**Task description**.
Could you reproduce every line of the listing below, requests included, multiplying each x and y coordinate in the answers by 1.55 and rounding to whole numbers, with halves rounded up? Leave any numbers in the requests unchanged.

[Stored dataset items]
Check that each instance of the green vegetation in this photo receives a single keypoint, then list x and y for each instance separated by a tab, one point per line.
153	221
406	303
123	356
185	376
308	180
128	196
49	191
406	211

**Output**.
Check that each instance of the green vegetation in this photo receives a single keypoint, then list x and y for each instance separated by a tab, one point per line.
237	343
629	470
191	552
287	583
477	279
198	304
76	296
629	327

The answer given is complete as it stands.